--- START OF Source extract ---

Quality Infrastructure

From wiki.gpii
Jump to: navigation, search

Overview

One of the goals of the Developer Space is to assist developers with discovering accessible components and frameworks. However, discovering new components and tools is only the first step; the Developer Space should also help developers find and choose amongst stable solutions that can be reliably integrated into production applications.

When confronted with the diversity and variety of tools available to them, prospective developers need information about quality and stability to make an informed choice. The cost of using poorly-tested or unsupported tools can be significant, and difficulties with such tools often arise only later in the software development lifecycle, which further compounds such costs and risk to the project. While quality is often arguably subjective and undoubtedly context-specific, there are a number of measures that can help provide developers with a more complete picture about the status, maturity, and activity of a project—criteria that will allow them to make more informed choices for themselves about the tools they employ.

--- END OF Source extract ---

Tasks to complete:
1: In the quality infrastructure text, what aspects of a project can the measures give developers a more complete picture of? List them all.
2: Rewrite the entry below with "instance" changed to "occurrence" and nothing else altered, and leave the picture out.

--- START OF Information shown ---

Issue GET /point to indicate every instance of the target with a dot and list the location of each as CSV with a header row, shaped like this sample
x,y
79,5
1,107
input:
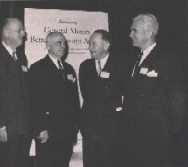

--- END OF Information shown ---

Exercise responses:
1: status, maturity, activity

2:
Issue GET /point to indicate every occurrence of the target with a dot and list the location of each as CSV with a header row, shaped like this sample
x,y
79,5
1,107
input:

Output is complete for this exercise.